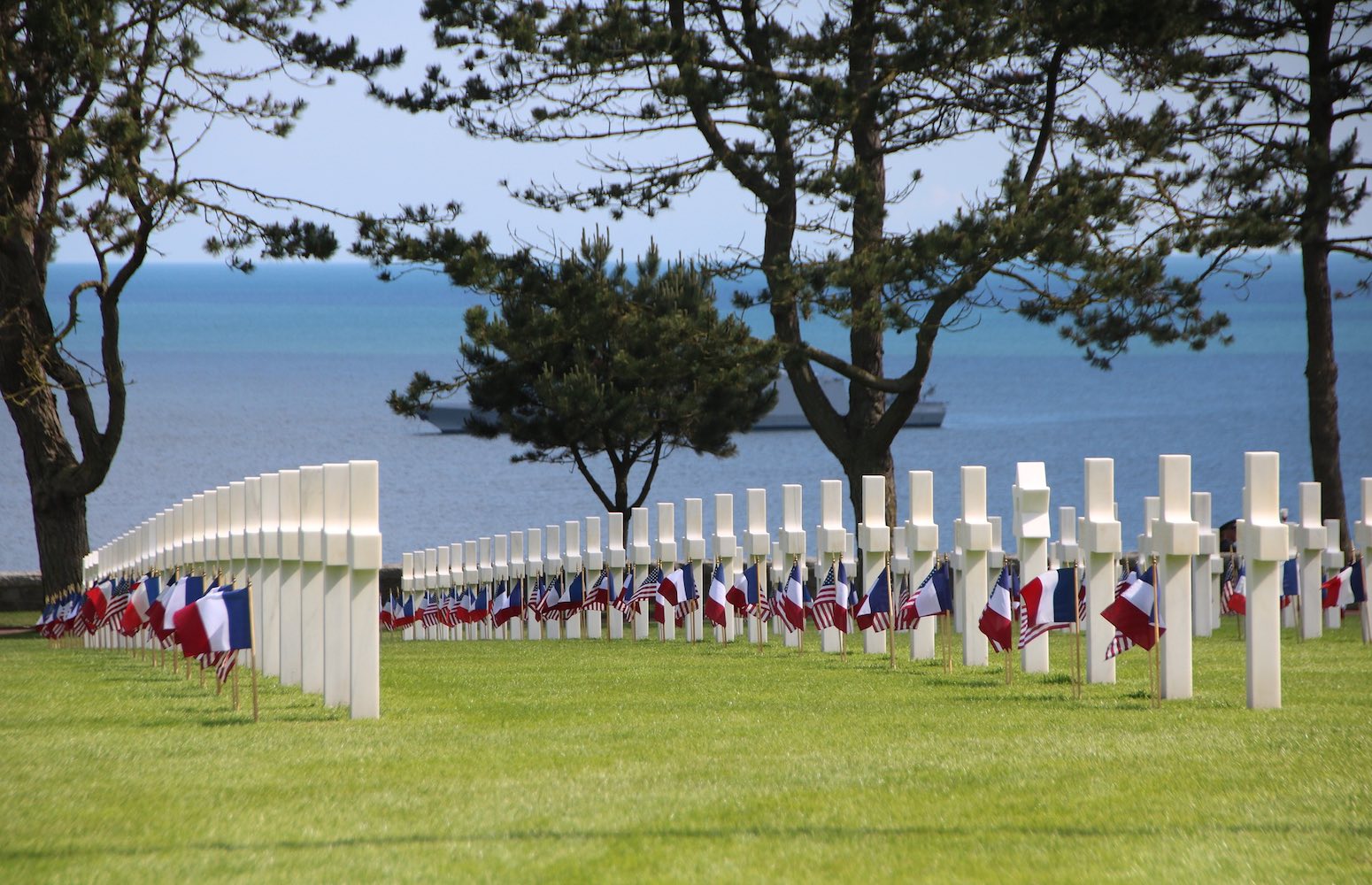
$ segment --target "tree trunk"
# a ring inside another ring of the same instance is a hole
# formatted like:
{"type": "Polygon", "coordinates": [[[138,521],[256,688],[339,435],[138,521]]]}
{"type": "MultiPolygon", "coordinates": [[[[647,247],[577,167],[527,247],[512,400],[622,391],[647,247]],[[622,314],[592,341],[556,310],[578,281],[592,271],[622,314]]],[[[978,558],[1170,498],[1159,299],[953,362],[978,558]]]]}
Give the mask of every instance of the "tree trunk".
{"type": "MultiPolygon", "coordinates": [[[[32,476],[29,483],[34,483],[32,476]]],[[[82,585],[82,557],[91,550],[85,497],[51,495],[41,509],[34,501],[33,531],[38,539],[43,591],[56,593],[73,585],[82,585]]]]}
{"type": "Polygon", "coordinates": [[[1308,25],[1310,108],[1306,125],[1306,192],[1301,217],[1301,272],[1305,288],[1306,403],[1310,469],[1320,483],[1324,519],[1339,520],[1339,547],[1349,549],[1349,519],[1339,464],[1339,365],[1334,358],[1334,296],[1329,291],[1329,211],[1338,181],[1329,155],[1334,137],[1334,82],[1329,38],[1334,4],[1320,4],[1308,25]]]}

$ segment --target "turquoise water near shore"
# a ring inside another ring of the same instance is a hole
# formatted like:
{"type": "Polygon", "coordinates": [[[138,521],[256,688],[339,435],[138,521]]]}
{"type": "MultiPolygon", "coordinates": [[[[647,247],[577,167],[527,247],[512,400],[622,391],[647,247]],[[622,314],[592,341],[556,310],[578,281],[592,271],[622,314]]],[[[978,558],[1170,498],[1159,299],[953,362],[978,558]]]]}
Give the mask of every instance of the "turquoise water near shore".
{"type": "MultiPolygon", "coordinates": [[[[1335,269],[1343,288],[1368,270],[1353,262],[1335,269]]],[[[54,266],[49,292],[64,292],[86,270],[54,266]]],[[[727,305],[727,294],[720,300],[727,305]]],[[[951,545],[963,464],[988,468],[991,512],[1008,517],[1015,461],[1044,461],[1052,506],[1080,508],[1081,458],[1113,457],[1128,539],[1142,528],[1143,495],[1157,494],[1159,453],[1194,456],[1194,487],[1214,493],[1222,521],[1239,513],[1243,451],[1276,450],[1283,505],[1294,515],[1297,484],[1309,477],[1299,263],[1279,257],[1246,292],[1214,287],[1207,302],[1232,317],[1232,346],[1139,346],[1111,372],[1091,369],[1052,329],[1014,316],[982,314],[974,328],[941,335],[930,377],[948,417],[940,429],[903,432],[895,457],[897,475],[934,471],[943,543],[951,545]]],[[[106,484],[89,499],[92,543],[206,487],[347,458],[381,464],[387,561],[601,515],[568,467],[510,464],[508,442],[443,436],[387,409],[386,394],[416,369],[451,375],[461,314],[473,303],[442,277],[413,273],[383,284],[362,265],[262,266],[251,276],[217,263],[144,268],[123,300],[128,424],[106,484]]],[[[1357,479],[1372,475],[1372,298],[1342,299],[1335,316],[1345,484],[1357,516],[1357,479]]],[[[766,333],[766,316],[748,318],[766,333]]],[[[74,353],[93,353],[92,332],[74,336],[74,353]]],[[[820,340],[841,333],[816,329],[820,340]]],[[[901,339],[889,350],[892,365],[908,353],[901,339]]],[[[764,487],[775,524],[782,483],[803,483],[814,526],[819,480],[829,477],[841,477],[837,462],[811,434],[752,434],[738,438],[734,458],[667,458],[649,499],[731,491],[741,526],[745,488],[764,487]]],[[[12,429],[0,431],[0,569],[36,568],[12,429]]],[[[904,515],[904,488],[900,498],[904,515]]]]}

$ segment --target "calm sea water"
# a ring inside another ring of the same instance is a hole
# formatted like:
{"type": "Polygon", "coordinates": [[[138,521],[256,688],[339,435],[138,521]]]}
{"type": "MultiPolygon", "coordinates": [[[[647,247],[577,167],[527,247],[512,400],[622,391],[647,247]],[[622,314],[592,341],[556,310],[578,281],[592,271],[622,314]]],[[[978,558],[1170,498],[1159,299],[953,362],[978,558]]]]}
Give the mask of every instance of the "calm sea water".
{"type": "MultiPolygon", "coordinates": [[[[52,291],[82,270],[56,266],[52,291]]],[[[1338,281],[1351,285],[1358,272],[1339,265],[1338,281]]],[[[1309,477],[1298,263],[1277,259],[1244,296],[1217,288],[1209,299],[1233,318],[1233,346],[1199,354],[1139,347],[1113,372],[1091,369],[1051,329],[1011,316],[988,314],[941,336],[932,380],[934,398],[948,401],[947,421],[903,432],[895,457],[897,475],[934,471],[943,543],[951,543],[963,464],[986,467],[991,512],[1008,521],[1017,461],[1044,461],[1054,508],[1080,509],[1081,458],[1113,457],[1129,539],[1142,527],[1143,497],[1157,494],[1159,453],[1194,456],[1194,487],[1214,493],[1216,521],[1224,521],[1240,509],[1243,451],[1276,450],[1283,504],[1295,513],[1297,483],[1309,477]]],[[[571,468],[510,464],[506,442],[443,436],[387,409],[387,392],[416,369],[451,373],[461,314],[472,303],[439,277],[383,284],[358,265],[265,266],[248,277],[221,265],[145,268],[123,302],[129,417],[114,468],[89,499],[92,543],[207,487],[348,458],[381,464],[391,563],[405,550],[600,515],[571,468]]],[[[1336,318],[1343,471],[1356,515],[1357,479],[1372,475],[1372,299],[1340,300],[1336,318]]],[[[766,317],[749,320],[766,331],[766,317]]],[[[74,350],[91,353],[89,332],[74,350]]],[[[892,351],[903,350],[892,342],[892,351]]],[[[768,490],[775,526],[782,483],[801,483],[805,523],[818,523],[819,480],[841,475],[814,436],[745,435],[738,449],[727,460],[674,454],[649,501],[681,509],[683,498],[708,502],[731,491],[741,531],[745,488],[768,490]]],[[[10,429],[0,431],[0,569],[34,568],[27,487],[10,429]]],[[[903,498],[904,488],[901,517],[903,498]]],[[[707,534],[712,512],[707,506],[707,534]]]]}

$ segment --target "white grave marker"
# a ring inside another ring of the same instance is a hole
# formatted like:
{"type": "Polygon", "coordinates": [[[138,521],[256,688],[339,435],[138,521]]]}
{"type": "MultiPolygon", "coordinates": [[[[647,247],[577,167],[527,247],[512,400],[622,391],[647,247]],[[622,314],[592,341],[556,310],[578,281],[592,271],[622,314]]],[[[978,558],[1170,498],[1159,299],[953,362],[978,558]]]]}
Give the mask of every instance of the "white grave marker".
{"type": "MultiPolygon", "coordinates": [[[[886,569],[886,557],[890,554],[890,528],[886,526],[886,477],[862,477],[862,523],[858,526],[858,547],[862,550],[862,586],[863,591],[871,590],[877,579],[886,569]]],[[[896,590],[889,587],[890,626],[896,626],[896,590]]],[[[863,630],[863,652],[868,654],[884,654],[886,652],[886,634],[892,630],[878,633],[863,630]]],[[[895,660],[892,660],[895,664],[895,660]]]]}
{"type": "Polygon", "coordinates": [[[1324,523],[1320,520],[1320,483],[1301,483],[1301,526],[1295,535],[1297,568],[1301,574],[1301,635],[1318,639],[1324,633],[1320,567],[1324,561],[1324,523]]]}
{"type": "MultiPolygon", "coordinates": [[[[582,598],[586,598],[586,593],[590,591],[590,586],[586,583],[586,575],[582,575],[582,524],[579,520],[567,520],[563,523],[565,534],[563,541],[567,549],[567,558],[563,568],[567,571],[567,583],[571,585],[572,580],[580,575],[582,576],[582,598]]],[[[568,639],[582,638],[582,613],[576,612],[563,623],[563,631],[567,634],[568,639]]]]}
{"type": "Polygon", "coordinates": [[[1239,530],[1239,549],[1243,552],[1249,586],[1244,641],[1250,709],[1281,707],[1281,563],[1287,558],[1290,539],[1279,506],[1280,464],[1276,451],[1243,454],[1243,526],[1239,530]]]}
{"type": "Polygon", "coordinates": [[[1158,456],[1159,517],[1152,526],[1158,552],[1158,616],[1162,634],[1162,697],[1192,696],[1191,560],[1200,553],[1200,526],[1191,519],[1191,456],[1158,456]]]}
{"type": "Polygon", "coordinates": [[[1124,552],[1120,520],[1115,519],[1114,458],[1085,460],[1085,519],[1081,546],[1087,580],[1087,681],[1114,682],[1115,661],[1106,660],[1114,626],[1100,616],[1114,602],[1117,561],[1124,552]]]}
{"type": "MultiPolygon", "coordinates": [[[[767,490],[748,490],[748,531],[744,532],[746,565],[757,565],[759,597],[767,591],[767,557],[771,553],[771,532],[767,531],[767,490]]],[[[759,602],[761,600],[759,598],[759,602]]],[[[748,617],[748,641],[767,642],[767,622],[756,615],[748,617]],[[759,630],[761,637],[759,637],[759,630]]]]}
{"type": "MultiPolygon", "coordinates": [[[[291,469],[280,473],[280,523],[277,542],[281,554],[281,685],[300,685],[302,653],[300,635],[303,622],[303,597],[306,565],[300,556],[300,483],[302,471],[291,469]]],[[[322,580],[318,568],[310,571],[322,580]]]]}
{"type": "Polygon", "coordinates": [[[700,642],[705,638],[705,594],[709,593],[709,575],[702,574],[705,565],[705,502],[701,498],[686,498],[686,556],[683,557],[696,574],[696,608],[686,615],[686,641],[700,642]]]}
{"type": "MultiPolygon", "coordinates": [[[[1343,550],[1339,549],[1339,520],[1324,520],[1324,571],[1332,575],[1343,568],[1345,561],[1343,550]]],[[[1340,626],[1343,626],[1343,611],[1338,605],[1324,609],[1325,630],[1338,630],[1340,626]]]]}
{"type": "MultiPolygon", "coordinates": [[[[600,517],[586,517],[586,595],[591,594],[601,572],[605,569],[605,552],[602,549],[600,517]]],[[[586,638],[601,638],[601,612],[586,612],[586,638]]]]}
{"type": "Polygon", "coordinates": [[[381,604],[380,465],[350,461],[348,486],[348,565],[353,569],[348,709],[353,719],[377,719],[381,715],[381,637],[376,628],[381,604]]]}
{"type": "MultiPolygon", "coordinates": [[[[838,561],[844,556],[844,543],[848,536],[844,532],[844,484],[837,479],[819,480],[819,528],[815,532],[815,546],[819,553],[818,574],[825,580],[830,569],[837,580],[838,561]]],[[[849,583],[855,583],[853,576],[848,576],[849,583]]],[[[849,587],[852,593],[852,587],[849,587]]],[[[837,627],[825,627],[819,631],[819,650],[827,654],[838,654],[844,649],[844,634],[837,627]]]]}
{"type": "MultiPolygon", "coordinates": [[[[738,539],[734,536],[734,495],[729,493],[715,493],[715,561],[724,564],[724,586],[733,587],[738,575],[738,539]]],[[[709,580],[702,585],[707,590],[709,580]]],[[[715,627],[716,642],[733,642],[738,637],[738,624],[734,623],[734,606],[724,605],[724,626],[715,627]]]]}
{"type": "MultiPolygon", "coordinates": [[[[910,552],[910,583],[919,587],[938,561],[938,523],[934,521],[933,471],[910,471],[910,519],[906,520],[906,547],[910,552]]],[[[980,617],[980,612],[977,613],[980,617]]],[[[910,634],[910,660],[933,660],[938,620],[921,617],[910,634]]]]}
{"type": "MultiPolygon", "coordinates": [[[[796,483],[785,483],[781,487],[781,579],[777,586],[786,586],[786,580],[790,576],[792,565],[799,565],[800,568],[800,586],[805,586],[805,530],[804,520],[801,517],[801,487],[796,483]]],[[[801,591],[804,593],[804,590],[801,591]]],[[[785,623],[782,623],[782,633],[786,637],[786,645],[789,648],[800,648],[804,644],[804,628],[805,623],[801,620],[801,628],[796,631],[786,630],[785,623]]]]}
{"type": "Polygon", "coordinates": [[[324,465],[324,704],[353,694],[353,575],[348,523],[353,517],[347,464],[324,465]]]}
{"type": "MultiPolygon", "coordinates": [[[[1048,571],[1048,479],[1043,461],[1015,464],[1014,530],[1019,547],[1019,574],[1028,583],[1048,571]]],[[[980,609],[978,609],[980,611],[980,609]]],[[[1048,672],[1048,634],[1034,638],[1019,652],[1024,672],[1048,672]]]]}
{"type": "MultiPolygon", "coordinates": [[[[605,515],[606,528],[609,531],[609,580],[613,585],[617,597],[620,593],[632,593],[632,589],[624,589],[624,572],[628,565],[628,557],[624,550],[624,515],[623,513],[606,513],[605,515]]],[[[609,630],[611,639],[624,638],[624,616],[615,606],[609,606],[605,611],[606,626],[609,630]]]]}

__Short task__:
Please pull out every line in the rows above that contains the string "tree", and list those lines in the order they appear.

__Response below__:
$ segment --target "tree trunk"
Give the mask of every instance of the "tree trunk".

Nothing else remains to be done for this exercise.